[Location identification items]
----

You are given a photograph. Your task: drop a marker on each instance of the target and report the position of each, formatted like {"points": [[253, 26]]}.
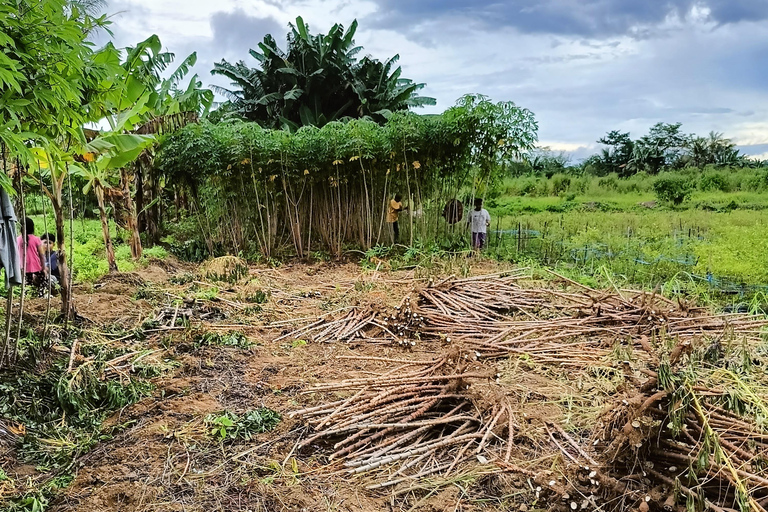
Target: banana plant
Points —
{"points": [[102, 158]]}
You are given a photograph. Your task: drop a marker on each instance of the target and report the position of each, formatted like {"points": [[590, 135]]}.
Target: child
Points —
{"points": [[32, 255], [51, 256], [479, 219]]}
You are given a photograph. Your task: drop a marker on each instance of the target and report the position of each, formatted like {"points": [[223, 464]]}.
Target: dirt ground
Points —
{"points": [[163, 459], [584, 425]]}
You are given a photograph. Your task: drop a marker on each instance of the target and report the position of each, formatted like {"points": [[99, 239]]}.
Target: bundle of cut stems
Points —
{"points": [[415, 420]]}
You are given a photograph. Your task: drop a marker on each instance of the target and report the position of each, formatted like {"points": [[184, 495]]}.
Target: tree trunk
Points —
{"points": [[153, 215], [66, 299], [105, 229], [142, 217], [132, 224]]}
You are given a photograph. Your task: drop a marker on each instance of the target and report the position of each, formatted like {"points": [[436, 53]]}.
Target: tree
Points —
{"points": [[617, 157], [48, 76], [105, 154], [141, 103], [315, 81]]}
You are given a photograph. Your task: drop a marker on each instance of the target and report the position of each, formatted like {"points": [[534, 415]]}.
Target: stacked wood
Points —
{"points": [[416, 420], [692, 434], [355, 323]]}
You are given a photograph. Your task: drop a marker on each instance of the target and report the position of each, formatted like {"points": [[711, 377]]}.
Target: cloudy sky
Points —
{"points": [[583, 67]]}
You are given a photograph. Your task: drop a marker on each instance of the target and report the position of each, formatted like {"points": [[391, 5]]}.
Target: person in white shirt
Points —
{"points": [[479, 219]]}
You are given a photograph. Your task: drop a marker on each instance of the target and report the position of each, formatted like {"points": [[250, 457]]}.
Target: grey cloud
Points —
{"points": [[588, 18], [237, 31], [754, 149]]}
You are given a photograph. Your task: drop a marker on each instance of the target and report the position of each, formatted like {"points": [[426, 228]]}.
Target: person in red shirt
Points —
{"points": [[32, 255]]}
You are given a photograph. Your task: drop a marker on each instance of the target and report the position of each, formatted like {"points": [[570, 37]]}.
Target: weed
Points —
{"points": [[231, 339], [182, 278], [229, 426]]}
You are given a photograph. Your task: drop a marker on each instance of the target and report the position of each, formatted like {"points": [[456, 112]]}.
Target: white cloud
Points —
{"points": [[685, 68]]}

----

CHALLENGE:
Set down all the data again exactly as above, pictures excluded.

PROBLEM SOLUTION:
You are given a photograph. Your task: drop a marker on each instance of the target and report the position of each, formatted like {"points": [[253, 26]]}.
Target: banana plant
Points —
{"points": [[102, 158]]}
You are given a photograph. Your task: drop a marker on each instance of the target and report the position of each, formatted like {"points": [[590, 135]]}.
Target: child
Points —
{"points": [[32, 255], [51, 256], [479, 219]]}
You are given a photograph. Your task: drop a marker on each instance of the target and report the position of each, formatted like {"points": [[223, 464]]}.
Target: dirt ground
Points —
{"points": [[163, 459], [584, 425]]}
You are given a photograph. Your task: drop a marker on each instance of the target and report the position of each, formatted like {"points": [[99, 239]]}.
Target: bundle of cut stems
Points —
{"points": [[415, 420]]}
You are given a photograph. Your task: drop a marker on each instance of the target and report the position of each, formatted like {"points": [[184, 495]]}.
Target: tree trunk
Points —
{"points": [[153, 215], [66, 299], [105, 229], [142, 217], [132, 224]]}
You are given a photograph. Your task: drop a marker on each instance of the target and report the position of each, formatted like {"points": [[436, 53]]}.
Target: tree
Points —
{"points": [[617, 157], [48, 76], [105, 154], [141, 103], [315, 81]]}
You are given a photograph. Your task: drop a marker on each instance of the target and report the position of each, formatted like {"points": [[534, 415]]}.
Target: stacked wood
Points —
{"points": [[416, 420], [692, 434], [355, 323]]}
You are given a photograph. Your task: drop a marker on each instance of the target and report the position of each, formatted like {"points": [[711, 377]]}.
Target: cloudy sky
Points —
{"points": [[583, 67]]}
You are given a photograph. Your task: drop a marker on each instance of the target and report the position of each, formatted like {"points": [[391, 5]]}.
Target: person in white shirt
Points —
{"points": [[479, 219]]}
You are given a photograph. Your task: drop a marker on each instance of the target and report the position of each, formatted like {"points": [[250, 457]]}.
Target: grey cloud
Points —
{"points": [[588, 18], [237, 31], [754, 149]]}
You are given a photograph. Your task: drop a marker on each instance of the target and report the position of each, formatted like {"points": [[426, 228]]}.
Target: person in red shirt
Points —
{"points": [[32, 255]]}
You are given a photograph. Your task: drop a marker on each instance of the target and report the position of each, formatted like {"points": [[570, 37]]}.
Target: weed
Points —
{"points": [[231, 339], [182, 278], [229, 426]]}
You are given a photograph. Your task: drop a marker on each instance of the target and report the position of each, formatted like {"points": [[456, 112]]}.
Target: white cloud
Points —
{"points": [[685, 68]]}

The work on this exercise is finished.